> [Stored rows]:
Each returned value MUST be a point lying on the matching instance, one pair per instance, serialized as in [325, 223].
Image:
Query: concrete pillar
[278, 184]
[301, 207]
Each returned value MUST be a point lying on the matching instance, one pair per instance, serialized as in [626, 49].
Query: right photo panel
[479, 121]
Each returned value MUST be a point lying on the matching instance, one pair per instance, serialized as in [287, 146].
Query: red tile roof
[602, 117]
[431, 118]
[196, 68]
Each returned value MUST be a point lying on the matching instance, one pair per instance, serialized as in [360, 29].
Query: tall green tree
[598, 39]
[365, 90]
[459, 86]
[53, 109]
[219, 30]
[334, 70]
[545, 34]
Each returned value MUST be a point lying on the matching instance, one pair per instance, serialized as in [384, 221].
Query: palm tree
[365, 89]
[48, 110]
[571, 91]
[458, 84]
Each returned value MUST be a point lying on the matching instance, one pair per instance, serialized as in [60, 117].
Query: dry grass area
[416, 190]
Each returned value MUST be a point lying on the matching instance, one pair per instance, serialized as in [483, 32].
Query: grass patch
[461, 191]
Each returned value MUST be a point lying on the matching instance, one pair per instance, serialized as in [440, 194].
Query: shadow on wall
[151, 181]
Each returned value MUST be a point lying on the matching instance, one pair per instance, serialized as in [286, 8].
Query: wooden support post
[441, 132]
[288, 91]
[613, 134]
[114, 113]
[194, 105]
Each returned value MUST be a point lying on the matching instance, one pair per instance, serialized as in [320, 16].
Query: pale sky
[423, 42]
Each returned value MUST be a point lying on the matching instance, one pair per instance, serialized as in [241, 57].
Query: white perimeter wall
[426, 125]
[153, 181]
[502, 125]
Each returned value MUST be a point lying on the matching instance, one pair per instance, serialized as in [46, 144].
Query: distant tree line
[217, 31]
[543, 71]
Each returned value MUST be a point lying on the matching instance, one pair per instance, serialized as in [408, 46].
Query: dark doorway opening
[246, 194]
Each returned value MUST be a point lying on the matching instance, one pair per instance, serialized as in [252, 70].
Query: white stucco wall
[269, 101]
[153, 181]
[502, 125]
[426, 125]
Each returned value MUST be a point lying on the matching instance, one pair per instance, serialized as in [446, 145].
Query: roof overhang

> [What to produce]:
Render the lines above as a numbered list, starting with the line that contains "in [384, 221]." and going on through the final line, and leave out any blank lines.

> [Correct response]:
1. Each returned value MUST be a point lying on the matching instance, one pair per instance, serialized as in [384, 221].
2. Query: palm tree
3. [365, 89]
4. [48, 110]
5. [571, 91]
6. [458, 84]
7. Each returned value MUST be a point lying on the matching instance, one pair per instance, serialized as in [60, 117].
8. Query: dry grass area
9. [416, 190]
10. Each returned value MUST be a point lying on the matching instance, one pair per instance, serialized as in [483, 32].
11. Query: grass patch
12. [461, 191]
13. Each returned value MUST be a point lying on the matching instance, one pair per instance, serialized as in [440, 194].
14. Query: shadow on wall
15. [151, 181]
16. Each returned value MUST be a point lying on the matching instance, one pair per instance, serialized as in [286, 8].
17. Query: wooden support post
18. [441, 132]
19. [288, 91]
20. [613, 134]
21. [114, 113]
22. [194, 105]
23. Each returned value MUST be a point lying on the matching instance, one pair per instance, serialized as in [320, 16].
24. Query: pale sky
25. [423, 42]
26. Each returned value MUST be a point lying on the matching instance, one pair per instance, serialized as in [241, 57].
27. Query: white perimeter wall
28. [426, 125]
29. [153, 181]
30. [502, 125]
31. Each returned value MUST be a point lying on the matching instance, one pair per instance, serialized as in [46, 144].
32. Query: distant tree line
33. [217, 31]
34. [543, 71]
35. Each returned value MUST be a point lying on the matching instance, one pair per instance, serialized as in [408, 46].
36. Query: dark doorway opening
37. [246, 194]
38. Each returned value MUST be a point lying on the matching instance, one pair per instance, serialized as in [252, 70].
39. Query: white stucco wall
40. [269, 101]
41. [153, 181]
42. [502, 125]
43. [426, 125]
44. Each returned value MUST be a point lying on the matching instance, one pair per instance, serialized as in [446, 145].
45. Query: roof overhang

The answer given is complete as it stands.